RECORDED DATA: Begin
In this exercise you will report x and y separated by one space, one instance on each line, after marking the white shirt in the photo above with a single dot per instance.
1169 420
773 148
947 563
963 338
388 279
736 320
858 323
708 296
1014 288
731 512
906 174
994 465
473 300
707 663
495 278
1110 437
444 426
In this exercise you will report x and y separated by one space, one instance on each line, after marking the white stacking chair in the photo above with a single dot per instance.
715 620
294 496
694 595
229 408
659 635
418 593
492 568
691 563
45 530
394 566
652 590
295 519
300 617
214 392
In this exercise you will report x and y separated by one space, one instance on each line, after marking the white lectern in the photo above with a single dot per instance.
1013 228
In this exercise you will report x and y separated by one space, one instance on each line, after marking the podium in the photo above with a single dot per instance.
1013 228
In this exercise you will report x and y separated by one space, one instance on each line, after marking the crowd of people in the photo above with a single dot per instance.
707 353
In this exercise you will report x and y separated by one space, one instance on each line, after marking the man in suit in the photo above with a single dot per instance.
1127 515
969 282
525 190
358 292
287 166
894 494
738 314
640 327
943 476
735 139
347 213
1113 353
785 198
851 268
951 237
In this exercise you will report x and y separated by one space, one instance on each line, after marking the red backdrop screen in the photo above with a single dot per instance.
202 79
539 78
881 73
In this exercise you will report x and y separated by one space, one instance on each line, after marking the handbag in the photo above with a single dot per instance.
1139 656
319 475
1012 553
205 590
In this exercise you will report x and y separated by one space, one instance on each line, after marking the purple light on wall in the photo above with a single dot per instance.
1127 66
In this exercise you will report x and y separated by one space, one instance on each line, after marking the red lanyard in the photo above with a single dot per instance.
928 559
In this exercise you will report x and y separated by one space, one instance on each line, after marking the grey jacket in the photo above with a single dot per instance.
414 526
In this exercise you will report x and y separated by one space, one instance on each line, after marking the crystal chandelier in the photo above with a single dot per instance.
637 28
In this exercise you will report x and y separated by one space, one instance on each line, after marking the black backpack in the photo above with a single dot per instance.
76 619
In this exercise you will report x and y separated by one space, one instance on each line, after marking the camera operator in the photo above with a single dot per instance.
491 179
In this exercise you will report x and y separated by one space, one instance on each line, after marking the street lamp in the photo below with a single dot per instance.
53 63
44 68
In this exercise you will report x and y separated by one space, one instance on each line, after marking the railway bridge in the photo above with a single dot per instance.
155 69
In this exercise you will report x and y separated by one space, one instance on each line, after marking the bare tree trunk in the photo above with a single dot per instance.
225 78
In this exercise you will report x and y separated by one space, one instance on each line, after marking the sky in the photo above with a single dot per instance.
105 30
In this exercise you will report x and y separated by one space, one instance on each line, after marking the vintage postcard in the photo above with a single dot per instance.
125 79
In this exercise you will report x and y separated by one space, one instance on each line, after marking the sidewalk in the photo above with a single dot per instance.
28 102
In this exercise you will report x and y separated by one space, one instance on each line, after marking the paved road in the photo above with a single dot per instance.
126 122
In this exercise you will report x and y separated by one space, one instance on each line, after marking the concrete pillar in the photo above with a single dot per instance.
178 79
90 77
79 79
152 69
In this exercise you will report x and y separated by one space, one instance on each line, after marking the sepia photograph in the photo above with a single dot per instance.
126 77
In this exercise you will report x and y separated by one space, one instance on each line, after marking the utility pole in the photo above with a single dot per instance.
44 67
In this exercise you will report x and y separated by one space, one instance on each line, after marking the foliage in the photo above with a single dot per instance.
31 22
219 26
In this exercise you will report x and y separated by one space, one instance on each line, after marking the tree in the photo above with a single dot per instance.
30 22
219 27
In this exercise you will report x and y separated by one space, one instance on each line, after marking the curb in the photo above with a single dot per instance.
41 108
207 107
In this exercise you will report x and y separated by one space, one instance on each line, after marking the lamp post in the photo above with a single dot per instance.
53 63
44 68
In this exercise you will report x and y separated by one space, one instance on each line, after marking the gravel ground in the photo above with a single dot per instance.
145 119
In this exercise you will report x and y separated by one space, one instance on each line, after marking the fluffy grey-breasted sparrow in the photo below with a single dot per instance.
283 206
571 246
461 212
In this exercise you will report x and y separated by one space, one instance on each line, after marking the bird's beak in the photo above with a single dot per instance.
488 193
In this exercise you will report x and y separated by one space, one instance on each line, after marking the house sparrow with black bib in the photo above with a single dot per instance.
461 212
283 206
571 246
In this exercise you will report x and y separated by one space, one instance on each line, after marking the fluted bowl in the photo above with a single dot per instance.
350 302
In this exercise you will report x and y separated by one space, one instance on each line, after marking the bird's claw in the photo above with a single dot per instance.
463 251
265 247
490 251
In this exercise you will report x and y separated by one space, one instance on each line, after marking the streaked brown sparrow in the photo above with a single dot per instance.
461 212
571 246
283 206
RECORDED DATA: End
§ **EXERCISE DETAILS**: The data above, all of it, needs to be output exactly as written.

§ **RESULT BELOW**:
In this exercise you will report x and y separated by one space, one instance on each line, after marking the white shirt in the photo above with a single dot per instance.
1169 420
773 148
947 563
963 338
388 279
736 320
858 323
708 296
1014 288
731 512
906 174
994 465
473 300
707 663
495 278
1110 437
444 426
In this exercise you will report x and y separated by one space, one instance on each line, after marking the white stacking chair in the photo above with a single dot per instance.
715 620
294 496
694 595
229 408
659 635
418 593
492 568
691 563
45 530
394 566
652 590
295 519
300 617
214 392
In this exercise you will report x and y separated by one space, one instance on each line, after marking the white lectern in the photo above with a single dot per instance.
1013 228
In this exercise you will report x and y separated by one space, one instance on each line, after marking the podium in the photo above with a single dot per instance.
1013 228
In this exercise you will report x and y separated by one space, one instance on each line, after marking the crowd of people in the photo above with a single dot per instance.
707 353
In this exercise you will report x and y separated by one space, one instance on each line, after marking the man in suit in the photo above with a single dot per instance.
1127 515
969 282
525 190
358 292
287 166
894 494
738 314
640 327
943 476
735 139
347 213
1113 353
785 198
851 268
951 237
In this exercise you will report x and y separated by one space, one instance on each line, after marking the red backdrop screen in the photo above with a single dot per instance.
202 79
539 78
881 73
In this exercise you will report x and y separated by one space, one instance on each line, after marking the handbag in the photo above with a single dot per instance.
1139 656
319 475
1012 553
205 590
In this exercise you will report x and y separated by one space, one instance on each line, after marking the purple light on wall in the photo above with a single dot per instance.
1127 66
In this exercise you will report x and y separated by one space, one instance on each line, after marking the red lanyard in the photo above with a single dot per instance.
928 559
In this exercise you will report x and y separated by one space, one instance on each line, after marking the grey jacket in the photo above with a single dot per instance.
414 526
In this exercise you will report x and y separated by one space, one instance on each line, after marking the crystal chandelier in the photo above with a single dot per instance.
637 28
In this exercise you will report x and y separated by one space, one instance on each line, after marking the black backpack in the photo above with a single dot per instance.
76 619
In this exercise you will report x and y separated by one space, one instance on each line, after marking the camera operator in the photo above with a single dot per instance.
491 179
In this exercise you will report x and y separated by one space, one instance on each line, after marking the street lamp in the photo below with a single dot per instance.
53 63
44 68
In this exercise you will report x and y separated by one space, one instance on each line, after marking the railway bridge in the photo above with a single dot per instance.
155 69
In this exercise you will report x and y separated by one space, one instance on each line, after marking the bare tree trunk in the photo above with a single dot per instance.
225 78
In this exercise you will report x and y separated by one space, one instance on each line, after marking the sky in the photo above with a single dot per instance.
105 30
In this exercise you will report x and y separated by one space, one instance on each line, after marking the vintage postcard in the photo above with a single dot per instance.
125 79
In this exercise you will report x and y separated by one space, one instance on each line, after marking the sidewalk in the photo above with a single dot per instance.
28 102
In this exercise you will report x and y separated by one space, one instance on each line, after marking the paved road in the photo above with a single dot per instance.
126 122
In this exercise you will report x and y separated by one space, one instance on each line, after marking the concrete pillar in the photo above with a single dot per instance.
178 79
90 77
79 79
152 69
In this exercise you will report x and y separated by one space, one instance on each line, after marking the sepia photograph in the photo above with a single dot per instance.
126 77
In this exercise you will report x and y separated by one space, one instance on each line, after marking the utility pole in the photo above with a single dot per instance.
44 67
In this exercise you will report x and y separated by one space, one instance on each line, after marking the foliage in the photo above with a single dot per instance.
31 22
219 26
In this exercise you will report x and y separated by one space, one instance on each line, after marking the tree in the photo above with a single dot per instance.
30 22
219 27
In this exercise you will report x and y separated by one space, one instance on each line, after marking the curb in the photo above with a single dot per instance.
41 108
207 107
In this exercise you will report x and y separated by one space, one instance on each line, after marking the lamp post in the photo above with a single dot per instance.
53 63
44 68
In this exercise you will report x and y separated by one space, one instance on each line, after marking the gravel ground in the photo above with a single dot per instance.
145 119
In this exercise you will report x and y separated by one space, one instance on each line, after marking the fluffy grey-breasted sparrow in the photo below with a single dot per instance.
283 206
571 246
461 212
In this exercise you will report x and y separated by one space, one instance on each line, after marking the bird's beak in the photo above with a single dot per instance.
488 193
In this exercise you will report x and y separated by one space, one instance on each line, after marking the house sparrow with black bib in the photo above with a single dot per instance.
461 212
283 206
571 246
In this exercise you will report x and y separated by one space, one instance on each line, after marking the fluted bowl in the photo above with a single dot per instance.
350 302
In this exercise you will report x and y separated by one space, one instance on each line, after marking the bird's claw in the photo above with a single dot per instance.
463 251
265 247
490 251
In this exercise you will report x and y separated by one space, one instance on each line, after marking the streaked brown sparrow in the photo above with a single dot per instance.
461 212
571 246
283 206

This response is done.